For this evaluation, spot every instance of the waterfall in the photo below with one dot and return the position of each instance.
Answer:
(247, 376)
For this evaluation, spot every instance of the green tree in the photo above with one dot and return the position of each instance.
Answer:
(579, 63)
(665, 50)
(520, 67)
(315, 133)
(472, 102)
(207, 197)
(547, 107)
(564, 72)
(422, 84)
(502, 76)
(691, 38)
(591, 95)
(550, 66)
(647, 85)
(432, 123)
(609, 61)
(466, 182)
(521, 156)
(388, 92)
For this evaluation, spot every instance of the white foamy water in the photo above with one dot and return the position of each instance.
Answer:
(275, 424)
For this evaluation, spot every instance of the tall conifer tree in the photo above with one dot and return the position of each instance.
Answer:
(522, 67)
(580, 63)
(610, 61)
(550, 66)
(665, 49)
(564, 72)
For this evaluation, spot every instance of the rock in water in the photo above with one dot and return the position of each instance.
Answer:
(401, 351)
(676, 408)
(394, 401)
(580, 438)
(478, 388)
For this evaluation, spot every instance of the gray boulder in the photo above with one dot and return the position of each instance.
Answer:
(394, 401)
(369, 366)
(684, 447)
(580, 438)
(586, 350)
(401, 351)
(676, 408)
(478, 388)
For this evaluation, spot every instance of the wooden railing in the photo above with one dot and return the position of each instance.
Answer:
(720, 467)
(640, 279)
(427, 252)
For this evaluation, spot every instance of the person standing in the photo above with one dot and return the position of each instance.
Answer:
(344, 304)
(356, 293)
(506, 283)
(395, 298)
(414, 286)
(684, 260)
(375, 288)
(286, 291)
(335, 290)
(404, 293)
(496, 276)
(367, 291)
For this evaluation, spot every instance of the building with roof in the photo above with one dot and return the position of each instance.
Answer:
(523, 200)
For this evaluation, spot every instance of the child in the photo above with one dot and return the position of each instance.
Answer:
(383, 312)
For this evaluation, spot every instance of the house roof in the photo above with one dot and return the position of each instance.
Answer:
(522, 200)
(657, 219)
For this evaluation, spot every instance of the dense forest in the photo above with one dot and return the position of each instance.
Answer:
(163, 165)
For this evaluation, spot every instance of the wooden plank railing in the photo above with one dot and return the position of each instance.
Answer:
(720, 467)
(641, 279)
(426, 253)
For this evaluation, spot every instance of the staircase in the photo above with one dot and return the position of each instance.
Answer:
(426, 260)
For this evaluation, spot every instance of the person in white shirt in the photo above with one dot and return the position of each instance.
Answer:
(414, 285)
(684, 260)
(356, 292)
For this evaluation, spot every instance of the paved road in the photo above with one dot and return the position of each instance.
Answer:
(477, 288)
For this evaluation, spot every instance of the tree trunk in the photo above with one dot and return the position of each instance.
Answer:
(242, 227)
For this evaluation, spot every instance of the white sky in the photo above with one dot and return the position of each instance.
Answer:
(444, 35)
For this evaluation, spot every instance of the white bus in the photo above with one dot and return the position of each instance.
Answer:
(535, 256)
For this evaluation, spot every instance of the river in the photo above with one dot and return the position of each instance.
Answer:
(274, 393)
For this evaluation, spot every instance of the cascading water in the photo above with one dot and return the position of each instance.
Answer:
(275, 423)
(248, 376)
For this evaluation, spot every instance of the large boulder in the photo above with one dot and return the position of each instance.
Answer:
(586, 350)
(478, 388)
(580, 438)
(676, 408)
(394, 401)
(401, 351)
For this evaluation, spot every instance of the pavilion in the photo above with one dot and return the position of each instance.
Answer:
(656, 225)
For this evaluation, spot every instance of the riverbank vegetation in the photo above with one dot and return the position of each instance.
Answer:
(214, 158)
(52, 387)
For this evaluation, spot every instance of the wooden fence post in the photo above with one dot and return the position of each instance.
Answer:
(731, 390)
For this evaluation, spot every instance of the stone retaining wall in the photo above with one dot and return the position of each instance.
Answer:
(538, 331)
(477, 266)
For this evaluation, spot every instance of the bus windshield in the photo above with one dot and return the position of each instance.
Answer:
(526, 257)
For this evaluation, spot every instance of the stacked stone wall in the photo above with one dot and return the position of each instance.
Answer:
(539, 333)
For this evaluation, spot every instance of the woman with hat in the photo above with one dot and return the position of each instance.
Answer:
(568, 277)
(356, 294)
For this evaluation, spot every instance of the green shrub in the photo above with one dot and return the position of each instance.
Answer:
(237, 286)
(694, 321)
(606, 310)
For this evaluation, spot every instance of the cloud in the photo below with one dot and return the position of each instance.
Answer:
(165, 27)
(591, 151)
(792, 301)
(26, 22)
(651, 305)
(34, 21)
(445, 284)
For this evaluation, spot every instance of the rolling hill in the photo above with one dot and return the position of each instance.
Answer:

——————

Presenta todas las filas anteriores como una lista JSON de cadenas, con una cadena por cada línea y omitiendo las líneas en blanco.

### RESPUESTA ESCRITA
[
  "For this evaluation, spot every instance of the waterfall in the photo below with one dot and return the position of each instance.",
  "Answer:",
  "(247, 376)",
  "For this evaluation, spot every instance of the green tree in the photo above with one dot and return the position of each instance.",
  "Answer:",
  "(579, 63)",
  "(665, 50)",
  "(520, 67)",
  "(315, 133)",
  "(472, 102)",
  "(207, 197)",
  "(547, 107)",
  "(564, 72)",
  "(422, 84)",
  "(502, 76)",
  "(691, 38)",
  "(591, 95)",
  "(550, 66)",
  "(647, 85)",
  "(432, 123)",
  "(609, 61)",
  "(466, 182)",
  "(521, 156)",
  "(388, 92)",
  "For this evaluation, spot every instance of the white foamy water in the photo above with one dot and return the position of each instance.",
  "Answer:",
  "(275, 424)",
  "For this evaluation, spot every instance of the tall conifer tree in the photo above with one dot and return the position of each instance.",
  "Answer:",
  "(522, 67)",
  "(580, 63)",
  "(610, 61)",
  "(550, 66)",
  "(665, 49)",
  "(564, 72)",
  "For this evaluation, spot every instance of the rock in water in the photo above with one dot and return the position of each instance.",
  "Answer:",
  "(401, 351)",
  "(676, 408)",
  "(394, 401)",
  "(580, 438)",
  "(478, 388)",
  "For this evaluation, spot every instance of the gray boulder in the photo above with one dot and return the position of each instance.",
  "Answer:",
  "(394, 401)",
  "(369, 366)",
  "(684, 447)",
  "(580, 438)",
  "(586, 350)",
  "(401, 351)",
  "(676, 408)",
  "(478, 388)",
  "For this evaluation, spot every instance of the wooden railing in the photo above with one dot and return the position of each instance.",
  "Answer:",
  "(720, 467)",
  "(640, 279)",
  "(427, 252)",
  "For this evaluation, spot every instance of the person standing in the photo above with one dot and return the position of each instance.",
  "Answer:",
  "(344, 304)",
  "(356, 293)",
  "(506, 283)",
  "(395, 298)",
  "(414, 286)",
  "(684, 260)",
  "(375, 288)",
  "(286, 291)",
  "(335, 290)",
  "(404, 293)",
  "(496, 276)",
  "(367, 291)",
  "For this evaluation, spot every instance of the building with roof in the photo above with one dot and return the position of each instance.",
  "Answer:",
  "(523, 200)",
  "For this evaluation, spot every instance of the child in the photo above with one dot and return the position of each instance.",
  "Answer:",
  "(383, 312)",
  "For this evaluation, spot every instance of the house roof in the photo above with one dot and return the position of each instance.",
  "Answer:",
  "(522, 200)",
  "(657, 219)",
  "For this evaluation, spot every instance of the dense forest in the photo above with one dot and return the position of each instance.",
  "Answer:",
  "(163, 165)",
  "For this evaluation, spot every instance of the wooden plank railing in the photo above with one dot and return the position of each instance.",
  "Answer:",
  "(720, 467)",
  "(641, 279)",
  "(426, 253)",
  "For this evaluation, spot every instance of the staircase in the photo above with one dot and return the position of each instance.",
  "Answer:",
  "(426, 260)",
  "For this evaluation, spot every instance of the person in white shirt in the photo above with one dot and return the position of each instance.",
  "Answer:",
  "(414, 285)",
  "(684, 260)",
  "(356, 292)",
  "For this evaluation, spot every instance of the paved road in the photo above with one dot and return the position of each instance.",
  "Answer:",
  "(477, 288)",
  "For this evaluation, spot every instance of the tree trunk in the photo above with one dot and return the position of each instance.",
  "Answer:",
  "(242, 227)",
  "For this evaluation, spot every instance of the white sky in the photo above with one dot and return the position of each instance.",
  "Answer:",
  "(444, 35)",
  "For this evaluation, spot every instance of the white bus in the photo above with one dot and return the position of each instance.",
  "Answer:",
  "(535, 256)",
  "For this evaluation, spot every instance of the river in the photo above with one dot and return the position of each instance.",
  "Answer:",
  "(274, 393)",
  "For this evaluation, spot every instance of the cascading water in the photo above with one dot and return the position of each instance.",
  "Answer:",
  "(275, 423)",
  "(248, 376)",
  "For this evaluation, spot every instance of the large boulder in the photo above with one dot and return the position of each instance.",
  "Answer:",
  "(586, 350)",
  "(478, 388)",
  "(580, 438)",
  "(676, 408)",
  "(394, 401)",
  "(401, 351)",
  "For this evaluation, spot every instance of the pavilion in the photo above with one dot and return the position of each instance.",
  "Answer:",
  "(656, 225)",
  "For this evaluation, spot every instance of the riverbank vegetation in the photo above with one dot and return the position of each instance.",
  "Answer:",
  "(214, 158)",
  "(52, 387)",
  "For this evaluation, spot every instance of the wooden fence post in the photo above with one dot and return the position of each instance.",
  "Answer:",
  "(731, 390)",
  "For this evaluation, spot every instance of the stone retaining wall in the photo above with one dot and return the position of each instance.",
  "Answer:",
  "(538, 331)",
  "(477, 266)",
  "For this evaluation, spot every instance of the bus windshield in the photo above with one dot and return the position of each instance.",
  "Answer:",
  "(526, 257)",
  "For this evaluation, spot every instance of the stacked stone wall in the photo above with one dot and return the position of each instance.",
  "Answer:",
  "(539, 333)",
  "For this evaluation, spot every instance of the woman with hat in the photo above with one dot and return the position of each instance.",
  "Answer:",
  "(568, 277)",
  "(356, 294)",
  "For this evaluation, spot every instance of the green shrub in the photo above with one dot and return the position of each instance.",
  "Answer:",
  "(237, 286)",
  "(694, 321)",
  "(606, 310)",
  "For this evaluation, spot every instance of the cloud in the photo below with one dot and return the position of each instance.",
  "Answer:",
  "(165, 27)",
  "(591, 151)",
  "(792, 301)",
  "(26, 22)",
  "(651, 305)",
  "(34, 21)",
  "(445, 284)",
  "For this evaluation, spot every instance of the rolling hill in the photo above with one dot and return the position of each instance.",
  "Answer:"
]